Records:
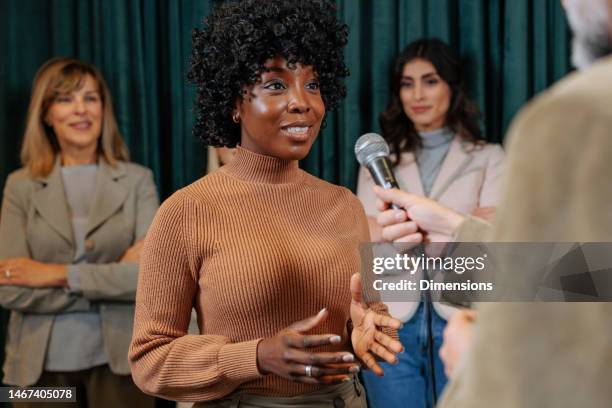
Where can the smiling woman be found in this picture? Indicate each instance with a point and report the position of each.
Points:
(263, 250)
(72, 224)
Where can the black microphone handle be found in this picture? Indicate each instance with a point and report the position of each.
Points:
(382, 174)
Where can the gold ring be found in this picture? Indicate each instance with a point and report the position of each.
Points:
(308, 371)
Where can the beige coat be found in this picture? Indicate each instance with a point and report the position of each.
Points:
(557, 188)
(35, 222)
(469, 178)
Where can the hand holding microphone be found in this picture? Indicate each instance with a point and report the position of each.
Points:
(405, 217)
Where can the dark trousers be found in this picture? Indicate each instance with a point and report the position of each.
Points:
(96, 387)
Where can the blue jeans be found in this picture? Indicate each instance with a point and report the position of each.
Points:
(408, 384)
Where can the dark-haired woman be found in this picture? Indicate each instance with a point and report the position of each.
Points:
(262, 250)
(439, 152)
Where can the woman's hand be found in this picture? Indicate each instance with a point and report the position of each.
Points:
(33, 274)
(132, 254)
(366, 337)
(457, 339)
(421, 219)
(287, 355)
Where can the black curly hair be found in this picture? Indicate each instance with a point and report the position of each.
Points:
(238, 37)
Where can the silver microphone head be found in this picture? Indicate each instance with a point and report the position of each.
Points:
(369, 147)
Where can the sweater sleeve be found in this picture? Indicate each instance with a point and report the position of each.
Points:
(165, 360)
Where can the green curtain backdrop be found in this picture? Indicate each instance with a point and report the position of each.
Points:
(512, 50)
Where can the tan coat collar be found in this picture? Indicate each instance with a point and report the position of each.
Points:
(458, 157)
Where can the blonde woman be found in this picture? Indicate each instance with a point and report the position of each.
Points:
(70, 229)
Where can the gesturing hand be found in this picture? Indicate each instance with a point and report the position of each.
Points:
(366, 336)
(286, 354)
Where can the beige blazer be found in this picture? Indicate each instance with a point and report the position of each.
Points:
(557, 188)
(35, 222)
(469, 178)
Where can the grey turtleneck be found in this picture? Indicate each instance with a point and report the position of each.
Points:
(431, 156)
(76, 338)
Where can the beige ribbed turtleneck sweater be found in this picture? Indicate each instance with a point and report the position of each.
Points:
(255, 246)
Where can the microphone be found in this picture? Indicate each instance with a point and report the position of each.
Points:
(372, 152)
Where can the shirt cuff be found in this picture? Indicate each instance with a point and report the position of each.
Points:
(74, 281)
(473, 229)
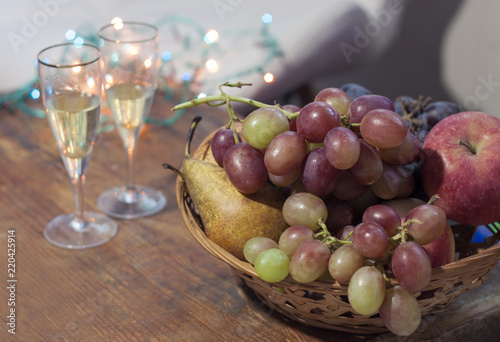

_PROBLEM STATEMENT_
Pick out every line in the listing above that contains the string "beige", and copy each one.

_TASK SOLUTION_
Where can the beige coat be found in this picture? Indicate each instance with a point and report the position of each.
Where can the beige blazer be found in this picture? Indicate each instance with a point and report the position of each.
Where can the beige ribbed turtleneck sweater be found in this picture? Indicate each instance with a point and report the position of each.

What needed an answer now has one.